- Passage to read
==================================================
The Lost Wife


Alyson Richman explores how artists continue to create, even when confronted with horrific circumstances.

Book synopsis: Alyson Richman’s novel, The Lost Wife, begins with the reunion of a couple who have not seen each other for 60 years, each thinking the other had died in the Holocaust. Richman imagines the 60 years of separation between these two, creating an epic love story that begins in glamorous pre-war Prague, but takes a tragic turn as Czechoslovakia is swept into the fold of the Nazi Occupation. In a story wrought with emotional intensity and woven with historical detail, The Lost Wife also reveals the true story of a secret resistance of artists during World War II in the ghetto of Terezin.

Would you let our readers know the wonderful source of inspiration (namely, the discussion at a hair salon) that inspired this novel?

As both the daughter of an artist and a painter myself, I find myself continually drawn to writing about the artistic process. Also, all of my novels begin with a question in my head, one that I don’t know the answer to beforehand. With this novel, it was: How can an artist continue to create, even when confronted with the most horrific circumstances? So I began researching artists who were in the Holocaust. I knew this would be an ambitious topic to write about and that I would need something that could ease readers into this difficult material. Then, inspiration hit me in one of the most unlikely places. I was getting my hair cut at a local salon when I overheard the stylist next to me telling a story he had recently heard from another client. A woman had attended a wedding where the bride’s grandmother and the groom’s grandfather had not met previously. At the end of the evening, convinced that he recognized the grandmother from somewhere, he asked her to roll up her sleeve. There, the six-number tattoo of Auschwitz was inked into her skin. He looked at her again, studying her features one last time, and said: “You were my wife.”

When I heard that story, I knew I had the perfect framework for my novel. I would begin and end it at the wedding scene, but would invent this couple’s journey in between—how they fell in love but became separated during the war, and how they each begin new lives afterwards. I made Lenka, the “lost wife” of the story, a young art student at the onset of the war so I could weave in my historical research on artists who survived Terezin and Auschwitz using their skills. This way, my readers could learn about these artists, who took great personal risks to document their experiences, while also being swept away in this couple’s love story.

Lenka, one of your main characters, wants to become part of a secret resistance of artists trying to get their art to the outside world. Was this based on a real group of Jewish artists and, if so, can you explain?

Yes, it was. Terezin was a Nazi-established ghetto located outside of Prague. Although far better than Auschwitz, the conditions within Terezin were horrific. Starvation, severe crowding, and disease were all wide spread. Yet, somehow, there was a tremendous amount of cultural activity within the ghetto. There were musicians who managed to perform, operas staged, and even a clandestine newspaper. It was amazing to discover how much creative energy flowed in such challenging circumstances and how many risks were taken so that people could sate their need for self-expression.
==================================================
- Data extracts
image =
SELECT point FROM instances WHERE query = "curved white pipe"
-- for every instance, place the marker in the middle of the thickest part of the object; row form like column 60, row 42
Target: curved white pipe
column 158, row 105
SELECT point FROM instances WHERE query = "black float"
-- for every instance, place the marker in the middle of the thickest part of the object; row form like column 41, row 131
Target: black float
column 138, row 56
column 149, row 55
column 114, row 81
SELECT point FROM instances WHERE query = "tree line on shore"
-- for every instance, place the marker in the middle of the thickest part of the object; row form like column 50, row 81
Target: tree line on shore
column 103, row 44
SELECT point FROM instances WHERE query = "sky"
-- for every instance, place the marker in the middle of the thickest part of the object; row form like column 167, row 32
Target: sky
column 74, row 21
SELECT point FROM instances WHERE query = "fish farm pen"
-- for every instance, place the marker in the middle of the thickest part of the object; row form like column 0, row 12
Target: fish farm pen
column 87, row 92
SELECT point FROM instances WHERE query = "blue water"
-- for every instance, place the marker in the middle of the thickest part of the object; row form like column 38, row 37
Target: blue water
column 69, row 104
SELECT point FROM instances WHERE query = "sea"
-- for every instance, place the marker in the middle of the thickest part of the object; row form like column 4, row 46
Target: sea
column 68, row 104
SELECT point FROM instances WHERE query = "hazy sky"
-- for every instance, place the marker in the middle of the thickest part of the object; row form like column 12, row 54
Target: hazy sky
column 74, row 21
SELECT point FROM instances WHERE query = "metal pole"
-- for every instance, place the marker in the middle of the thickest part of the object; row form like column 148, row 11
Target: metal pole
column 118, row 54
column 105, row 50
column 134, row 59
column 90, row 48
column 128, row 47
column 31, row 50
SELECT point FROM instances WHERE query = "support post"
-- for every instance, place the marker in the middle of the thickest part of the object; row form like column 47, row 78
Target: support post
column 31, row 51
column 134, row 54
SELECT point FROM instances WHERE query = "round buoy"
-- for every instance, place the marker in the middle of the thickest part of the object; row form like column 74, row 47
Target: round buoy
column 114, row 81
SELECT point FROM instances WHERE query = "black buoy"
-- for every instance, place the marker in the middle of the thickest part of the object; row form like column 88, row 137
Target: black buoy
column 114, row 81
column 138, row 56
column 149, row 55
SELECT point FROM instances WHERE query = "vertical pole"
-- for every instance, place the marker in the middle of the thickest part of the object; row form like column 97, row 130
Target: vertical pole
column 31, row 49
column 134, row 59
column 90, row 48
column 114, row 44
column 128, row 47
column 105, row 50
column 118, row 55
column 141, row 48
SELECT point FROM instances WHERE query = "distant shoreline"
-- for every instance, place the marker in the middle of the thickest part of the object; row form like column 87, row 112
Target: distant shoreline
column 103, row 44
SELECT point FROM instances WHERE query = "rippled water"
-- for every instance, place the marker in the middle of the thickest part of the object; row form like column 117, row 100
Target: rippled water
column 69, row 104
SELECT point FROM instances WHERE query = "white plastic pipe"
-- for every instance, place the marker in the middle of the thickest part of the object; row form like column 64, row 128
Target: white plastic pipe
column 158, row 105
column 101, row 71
==================================================
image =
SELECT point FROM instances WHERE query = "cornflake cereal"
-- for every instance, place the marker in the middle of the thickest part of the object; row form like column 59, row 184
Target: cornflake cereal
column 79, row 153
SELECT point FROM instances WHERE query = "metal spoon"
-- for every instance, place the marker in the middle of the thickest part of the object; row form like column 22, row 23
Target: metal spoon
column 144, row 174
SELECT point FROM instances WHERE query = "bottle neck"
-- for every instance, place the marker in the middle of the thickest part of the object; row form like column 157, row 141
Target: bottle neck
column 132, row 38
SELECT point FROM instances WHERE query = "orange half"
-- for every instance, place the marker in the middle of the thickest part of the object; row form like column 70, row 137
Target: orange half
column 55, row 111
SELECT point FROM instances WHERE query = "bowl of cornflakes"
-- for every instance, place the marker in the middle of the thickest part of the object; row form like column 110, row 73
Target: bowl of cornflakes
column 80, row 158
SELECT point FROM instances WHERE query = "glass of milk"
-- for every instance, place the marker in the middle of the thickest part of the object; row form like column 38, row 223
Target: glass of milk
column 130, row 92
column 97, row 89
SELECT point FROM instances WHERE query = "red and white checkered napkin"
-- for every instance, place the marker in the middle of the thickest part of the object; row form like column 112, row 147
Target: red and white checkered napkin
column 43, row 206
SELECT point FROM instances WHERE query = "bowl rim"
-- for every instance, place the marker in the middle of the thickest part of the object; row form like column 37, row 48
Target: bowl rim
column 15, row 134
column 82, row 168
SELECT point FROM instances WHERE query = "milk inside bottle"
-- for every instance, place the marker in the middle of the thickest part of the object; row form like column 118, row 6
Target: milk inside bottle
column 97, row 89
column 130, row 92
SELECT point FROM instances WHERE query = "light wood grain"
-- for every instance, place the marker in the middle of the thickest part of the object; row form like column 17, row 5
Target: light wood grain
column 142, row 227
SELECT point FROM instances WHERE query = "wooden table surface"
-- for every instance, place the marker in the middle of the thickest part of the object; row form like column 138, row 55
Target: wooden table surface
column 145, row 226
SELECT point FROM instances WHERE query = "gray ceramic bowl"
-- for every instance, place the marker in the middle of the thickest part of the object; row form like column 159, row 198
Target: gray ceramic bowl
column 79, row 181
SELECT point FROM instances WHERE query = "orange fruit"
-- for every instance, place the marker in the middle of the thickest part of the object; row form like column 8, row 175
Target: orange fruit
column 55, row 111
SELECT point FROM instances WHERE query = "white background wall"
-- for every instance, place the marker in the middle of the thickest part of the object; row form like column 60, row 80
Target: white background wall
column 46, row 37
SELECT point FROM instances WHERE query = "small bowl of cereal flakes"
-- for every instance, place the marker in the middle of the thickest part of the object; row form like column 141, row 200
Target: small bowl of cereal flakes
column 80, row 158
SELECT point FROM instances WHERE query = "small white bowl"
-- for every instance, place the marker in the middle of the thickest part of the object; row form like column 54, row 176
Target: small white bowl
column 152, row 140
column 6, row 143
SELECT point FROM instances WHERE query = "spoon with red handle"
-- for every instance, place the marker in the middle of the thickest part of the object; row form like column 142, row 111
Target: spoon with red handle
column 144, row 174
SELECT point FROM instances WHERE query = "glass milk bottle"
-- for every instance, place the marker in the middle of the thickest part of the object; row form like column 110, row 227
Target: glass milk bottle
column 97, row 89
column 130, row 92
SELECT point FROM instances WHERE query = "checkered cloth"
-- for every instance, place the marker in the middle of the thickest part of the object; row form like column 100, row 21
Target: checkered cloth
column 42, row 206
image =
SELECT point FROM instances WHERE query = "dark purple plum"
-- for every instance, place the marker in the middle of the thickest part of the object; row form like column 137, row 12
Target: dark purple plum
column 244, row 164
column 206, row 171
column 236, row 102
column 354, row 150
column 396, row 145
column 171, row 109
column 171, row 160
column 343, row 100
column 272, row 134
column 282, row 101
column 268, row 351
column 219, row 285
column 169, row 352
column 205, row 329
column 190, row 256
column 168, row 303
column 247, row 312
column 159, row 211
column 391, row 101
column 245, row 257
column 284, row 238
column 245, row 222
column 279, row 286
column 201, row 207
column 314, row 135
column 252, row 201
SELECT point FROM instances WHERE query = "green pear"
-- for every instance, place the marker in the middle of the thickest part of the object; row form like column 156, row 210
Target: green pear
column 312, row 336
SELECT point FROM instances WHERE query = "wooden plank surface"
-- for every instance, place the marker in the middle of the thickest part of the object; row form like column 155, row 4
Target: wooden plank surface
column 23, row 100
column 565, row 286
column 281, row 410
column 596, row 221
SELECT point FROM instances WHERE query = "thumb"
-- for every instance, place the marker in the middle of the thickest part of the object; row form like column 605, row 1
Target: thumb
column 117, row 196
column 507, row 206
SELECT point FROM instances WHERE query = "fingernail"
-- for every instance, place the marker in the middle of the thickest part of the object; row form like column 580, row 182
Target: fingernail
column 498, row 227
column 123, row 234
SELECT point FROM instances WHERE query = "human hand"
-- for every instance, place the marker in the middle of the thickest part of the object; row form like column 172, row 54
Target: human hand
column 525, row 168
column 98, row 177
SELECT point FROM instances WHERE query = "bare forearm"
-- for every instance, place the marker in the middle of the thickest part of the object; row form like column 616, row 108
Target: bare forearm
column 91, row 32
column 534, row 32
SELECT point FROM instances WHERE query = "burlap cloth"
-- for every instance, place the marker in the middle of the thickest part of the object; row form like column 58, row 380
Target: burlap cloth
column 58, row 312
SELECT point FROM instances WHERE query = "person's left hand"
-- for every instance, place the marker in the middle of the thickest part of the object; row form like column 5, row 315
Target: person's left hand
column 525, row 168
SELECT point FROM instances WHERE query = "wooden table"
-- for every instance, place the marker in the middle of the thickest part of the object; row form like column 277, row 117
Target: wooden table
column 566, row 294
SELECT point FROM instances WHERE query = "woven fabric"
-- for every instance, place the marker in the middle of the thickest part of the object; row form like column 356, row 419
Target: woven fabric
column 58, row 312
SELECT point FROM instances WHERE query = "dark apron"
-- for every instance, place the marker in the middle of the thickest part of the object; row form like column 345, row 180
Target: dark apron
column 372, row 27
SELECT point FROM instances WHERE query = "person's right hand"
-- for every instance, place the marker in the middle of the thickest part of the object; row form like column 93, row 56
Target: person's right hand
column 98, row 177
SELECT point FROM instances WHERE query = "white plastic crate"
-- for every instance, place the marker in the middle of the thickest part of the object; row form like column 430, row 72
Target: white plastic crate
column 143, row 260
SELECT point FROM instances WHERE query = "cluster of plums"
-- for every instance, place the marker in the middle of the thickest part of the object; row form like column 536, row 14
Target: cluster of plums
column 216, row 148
==================================================
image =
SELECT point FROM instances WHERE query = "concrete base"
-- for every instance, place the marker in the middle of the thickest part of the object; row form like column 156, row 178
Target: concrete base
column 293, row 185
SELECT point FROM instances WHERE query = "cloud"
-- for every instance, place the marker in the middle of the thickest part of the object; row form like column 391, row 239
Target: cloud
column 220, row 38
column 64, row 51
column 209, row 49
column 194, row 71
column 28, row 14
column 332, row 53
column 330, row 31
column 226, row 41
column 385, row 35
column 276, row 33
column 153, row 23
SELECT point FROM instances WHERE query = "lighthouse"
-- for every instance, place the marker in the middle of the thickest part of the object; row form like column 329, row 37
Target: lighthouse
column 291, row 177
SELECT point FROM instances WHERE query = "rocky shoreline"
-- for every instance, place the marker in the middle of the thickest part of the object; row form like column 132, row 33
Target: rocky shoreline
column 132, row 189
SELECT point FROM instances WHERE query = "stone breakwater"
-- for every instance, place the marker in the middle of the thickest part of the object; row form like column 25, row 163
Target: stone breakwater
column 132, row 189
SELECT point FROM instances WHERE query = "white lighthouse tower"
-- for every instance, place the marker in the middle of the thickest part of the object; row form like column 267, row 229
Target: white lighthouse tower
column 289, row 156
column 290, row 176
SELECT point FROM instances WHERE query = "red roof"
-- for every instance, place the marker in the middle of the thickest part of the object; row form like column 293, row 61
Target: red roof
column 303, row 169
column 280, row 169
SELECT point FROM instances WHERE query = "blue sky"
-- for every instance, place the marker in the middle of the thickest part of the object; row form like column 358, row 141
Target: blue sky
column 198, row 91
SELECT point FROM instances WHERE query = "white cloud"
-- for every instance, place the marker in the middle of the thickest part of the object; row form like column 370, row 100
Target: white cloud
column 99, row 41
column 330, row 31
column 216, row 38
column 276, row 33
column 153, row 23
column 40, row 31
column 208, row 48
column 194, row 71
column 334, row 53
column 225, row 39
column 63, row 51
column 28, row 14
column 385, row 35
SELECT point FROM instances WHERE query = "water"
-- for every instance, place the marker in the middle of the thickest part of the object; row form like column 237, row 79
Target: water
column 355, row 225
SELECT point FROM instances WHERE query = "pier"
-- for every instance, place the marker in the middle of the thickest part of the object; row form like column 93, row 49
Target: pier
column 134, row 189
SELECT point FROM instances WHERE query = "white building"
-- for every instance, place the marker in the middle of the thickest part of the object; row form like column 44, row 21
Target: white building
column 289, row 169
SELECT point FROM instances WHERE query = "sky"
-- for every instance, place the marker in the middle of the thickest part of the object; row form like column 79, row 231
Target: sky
==================================================
- Tasks and exercises
A - Translate this sentence from the interview on The Lost Wife into Spanish: "Terezin was a Nazi-established ghetto located outside of Prague."
B - From the interview on The Lost Wife, extract the passage starting with "Alyson Richman explores" and going on through "inspired this novel?".
The data come from a source separate from the interview on The Lost Wife.

- Answers by item number
A - Terezin era un gueto establecido por los nazis, situado en las afueras de Praga.

B -
Alyson Richman explores how artists continue to create, even when confronted with horrific circumstances.

Book synopsis: Alyson Richman’s novel, The Lost Wife, begins with the reunion of a couple who have not seen each other for 60 years, each thinking the other had died in the Holocaust. Richman imagines the 60 years of separation between these two, creating an epic love story that begins in glamorous pre-war Prague, but takes a tragic turn as Czechoslovakia is swept into the fold of the Nazi Occupation. In a story wrought with emotional intensity and woven with historical detail, The Lost Wife also reveals the true story of a secret resistance of artists during World War II in the ghetto of Terezin.

Would you let our readers know the wonderful source of inspiration (namely, the discussion at a hair salon) that inspired this novel?